● Task instructions:
Update the rows below by changing every "with a pin" to "with a marker" and leaving everything else the same. Leave out the pictures.

● Supplied data:
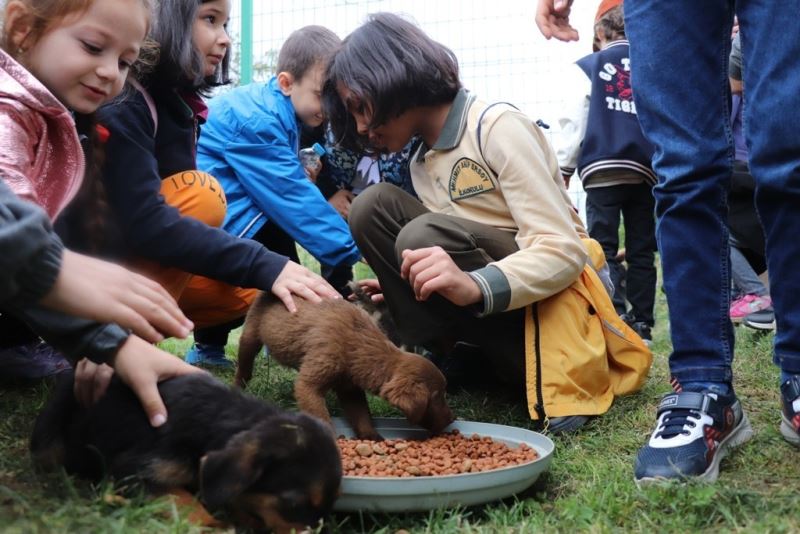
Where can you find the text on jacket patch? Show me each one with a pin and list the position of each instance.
(468, 179)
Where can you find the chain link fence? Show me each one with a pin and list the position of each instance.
(501, 53)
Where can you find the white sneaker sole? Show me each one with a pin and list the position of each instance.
(788, 432)
(740, 435)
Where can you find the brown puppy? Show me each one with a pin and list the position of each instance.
(336, 345)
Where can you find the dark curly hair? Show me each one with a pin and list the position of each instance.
(391, 66)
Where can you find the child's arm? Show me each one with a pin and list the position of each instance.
(551, 255)
(31, 251)
(575, 94)
(268, 168)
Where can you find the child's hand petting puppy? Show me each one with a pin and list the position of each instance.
(297, 280)
(141, 366)
(431, 270)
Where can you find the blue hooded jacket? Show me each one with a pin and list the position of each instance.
(250, 144)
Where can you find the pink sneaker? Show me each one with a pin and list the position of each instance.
(741, 308)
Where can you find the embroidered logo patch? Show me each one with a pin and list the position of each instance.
(468, 179)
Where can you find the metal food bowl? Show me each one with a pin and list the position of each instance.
(392, 494)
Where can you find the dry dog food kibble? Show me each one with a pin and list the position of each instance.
(447, 454)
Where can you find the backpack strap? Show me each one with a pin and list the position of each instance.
(480, 124)
(151, 105)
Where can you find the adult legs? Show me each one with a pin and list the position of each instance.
(681, 90)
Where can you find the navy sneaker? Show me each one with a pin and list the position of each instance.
(790, 416)
(211, 355)
(760, 320)
(694, 433)
(31, 361)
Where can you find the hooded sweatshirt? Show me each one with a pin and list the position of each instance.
(40, 155)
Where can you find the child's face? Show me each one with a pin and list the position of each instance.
(390, 136)
(85, 59)
(210, 35)
(305, 94)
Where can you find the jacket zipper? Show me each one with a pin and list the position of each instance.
(539, 406)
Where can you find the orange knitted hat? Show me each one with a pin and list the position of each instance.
(605, 6)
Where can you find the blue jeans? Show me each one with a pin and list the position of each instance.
(679, 58)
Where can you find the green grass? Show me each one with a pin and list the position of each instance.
(589, 487)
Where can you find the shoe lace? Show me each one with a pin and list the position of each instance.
(677, 422)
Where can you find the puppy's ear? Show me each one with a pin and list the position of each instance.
(407, 395)
(226, 473)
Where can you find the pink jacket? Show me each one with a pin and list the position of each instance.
(40, 155)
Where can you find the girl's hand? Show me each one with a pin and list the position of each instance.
(141, 366)
(107, 293)
(297, 280)
(552, 18)
(372, 287)
(313, 172)
(431, 270)
(341, 201)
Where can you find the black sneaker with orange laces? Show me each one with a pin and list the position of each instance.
(790, 418)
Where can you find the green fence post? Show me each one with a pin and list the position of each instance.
(246, 45)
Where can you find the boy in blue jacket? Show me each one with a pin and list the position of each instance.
(250, 144)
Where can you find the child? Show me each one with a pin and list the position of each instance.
(164, 212)
(250, 144)
(68, 56)
(602, 140)
(492, 254)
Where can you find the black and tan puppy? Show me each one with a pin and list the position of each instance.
(336, 345)
(263, 466)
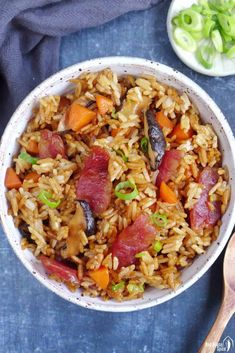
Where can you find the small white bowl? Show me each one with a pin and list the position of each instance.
(58, 84)
(222, 65)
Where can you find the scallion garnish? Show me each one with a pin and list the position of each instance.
(121, 154)
(159, 220)
(118, 286)
(46, 198)
(212, 20)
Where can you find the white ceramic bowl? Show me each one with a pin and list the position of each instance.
(58, 84)
(222, 65)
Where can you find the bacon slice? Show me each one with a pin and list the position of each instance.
(133, 239)
(50, 145)
(168, 167)
(94, 185)
(201, 215)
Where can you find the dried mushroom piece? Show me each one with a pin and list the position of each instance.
(157, 142)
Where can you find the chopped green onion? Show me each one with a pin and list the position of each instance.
(135, 288)
(121, 154)
(184, 39)
(159, 220)
(116, 287)
(197, 35)
(157, 246)
(207, 28)
(144, 144)
(46, 198)
(197, 8)
(227, 23)
(225, 36)
(231, 52)
(126, 185)
(206, 54)
(213, 20)
(191, 20)
(114, 114)
(176, 21)
(217, 40)
(28, 158)
(221, 5)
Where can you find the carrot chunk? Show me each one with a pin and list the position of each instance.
(12, 181)
(32, 176)
(79, 116)
(32, 147)
(167, 194)
(180, 134)
(163, 120)
(100, 276)
(104, 104)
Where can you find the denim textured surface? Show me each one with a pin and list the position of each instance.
(33, 320)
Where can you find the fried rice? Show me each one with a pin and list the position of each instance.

● Written answer:
Where can you find the text on jacket patch? Show me each one with a marker and list the position of each instance.
(468, 179)
Where can you find the chain link fence? Show me each one with a marker and list the position of each instance.
(501, 53)
Where can you find the white sneaker sole? Show me each one with a marker and list the position of each instance.
(788, 432)
(740, 435)
Where can you find the brown puppy? Show me each one with a marker and list the position of each instance.
(336, 345)
Where can you find the dark curly hair? Show me each one with a marker and list the position of each instance.
(391, 66)
Where can you find the child's arm? Show me each one with a marker and list the position of each instance.
(551, 255)
(31, 251)
(575, 94)
(268, 168)
Where can you find the child's hand petting puppy? Show me each one with a marker and list the position of each instance.
(297, 280)
(141, 366)
(431, 270)
Where can you find the blue hooded jacket? Show me each one with a marker and list the position of each instance.
(250, 144)
Where can you find the pink sneaker? Show me each one with a marker and list the position of each instance.
(741, 308)
Where can you find the embroidered logo patch? Show me each one with a marker and list the position of each instance.
(468, 179)
Where can you find the metal food bowl? Show me each one with a marker and list the position of each instance.
(392, 494)
Where can you find the dry dog food kibble? Show me each one with a marker and list the position of each instance.
(447, 454)
Where can you find the backpack strap? Show me each one with a marker and list the position of each instance.
(480, 124)
(151, 105)
Where can you find the adult legs? Show me each one with a marker and list the position of each instance.
(681, 90)
Where can you find the navy sneaker? Show me each one with a marker and list the position of each instance.
(790, 416)
(211, 355)
(760, 320)
(694, 433)
(31, 361)
Where can you find the hooded sweatshirt? Show me each one with a marker and list the position of each instance.
(40, 155)
Where can you find the child's face? Show me each one with a marker and list the position of each instance.
(390, 136)
(85, 59)
(210, 35)
(305, 94)
Where can you find the jacket zipper? Show me each one with a marker and list the position of each instance.
(539, 406)
Where can you find the orange knitted hat? Show me each one with a marker and list the position of each instance.
(605, 6)
Where can you find the blue jeans? Show me each one with a marker and list the position of each instance.
(679, 58)
Where can you find the green grass? Show me each one with a marker and list the position of each instance.
(589, 487)
Where can you find the shoe lace? Show me each one with a marker and list the position of each instance.
(677, 422)
Where can you find the puppy's ear? Show me each one with a marker and list the position of each instance.
(407, 395)
(226, 473)
Where can you find the pink jacket? Show me each one with a marker and list the position of each instance.
(40, 155)
Where can you find the girl's hand? Show me each one with a marker and list the position of each instance.
(141, 366)
(107, 293)
(297, 280)
(552, 18)
(372, 287)
(313, 172)
(431, 270)
(341, 201)
Where can you find the black sneaker with orange laces? Show me each one with a marker and list the position of each instance.
(790, 418)
Where can you find the green fence post? Show me each one with a marker and list the position of each instance.
(246, 45)
Where can you find the boy in blue jacket? Show me each one with a marker and list the position of each instance.
(250, 144)
Where can you find the child? Show me each one with a marker and list the position of each instance.
(164, 212)
(250, 144)
(68, 56)
(602, 140)
(492, 254)
Where can you find the black and tan puppy? Show me each one with a marker and list the position of each instance.
(336, 345)
(263, 466)
Where can you find the small white bowl? Show me each one with a marker and list the position of each instance.
(58, 84)
(222, 65)
Where can you find the scallion garnish? Show me each one with a marker and list the position of each instance.
(121, 154)
(159, 220)
(118, 286)
(46, 198)
(212, 20)
Where can you find the white ceramic bowl? Show me each one with a marker and list the position of each instance.
(58, 84)
(222, 65)
Where can you find the bacon slice? Show me each one with a marker and list the position of each instance.
(133, 239)
(50, 145)
(168, 167)
(94, 185)
(201, 215)
Where can you find the dried mushroom piece? Show me each one with a marker and list the position of each instance.
(157, 142)
Where can you find the chopped green onion? Show me each one with a marker and list the position of each instance.
(135, 288)
(121, 154)
(184, 39)
(159, 220)
(116, 287)
(197, 35)
(157, 246)
(207, 28)
(144, 144)
(46, 198)
(197, 8)
(227, 23)
(225, 36)
(231, 52)
(126, 185)
(206, 54)
(213, 20)
(191, 20)
(114, 114)
(176, 21)
(217, 40)
(28, 158)
(221, 5)
Where can you find the carrot chunk? Show me each one with a marker and list the position of each instance.
(12, 181)
(32, 176)
(79, 116)
(32, 147)
(167, 194)
(180, 134)
(163, 120)
(100, 276)
(104, 104)
Where can you find the denim textured surface? Show me each one with a marker and list the position of each instance.
(33, 320)
Where can you find the fried rice? Show me each one with a marker and list the position of each instance.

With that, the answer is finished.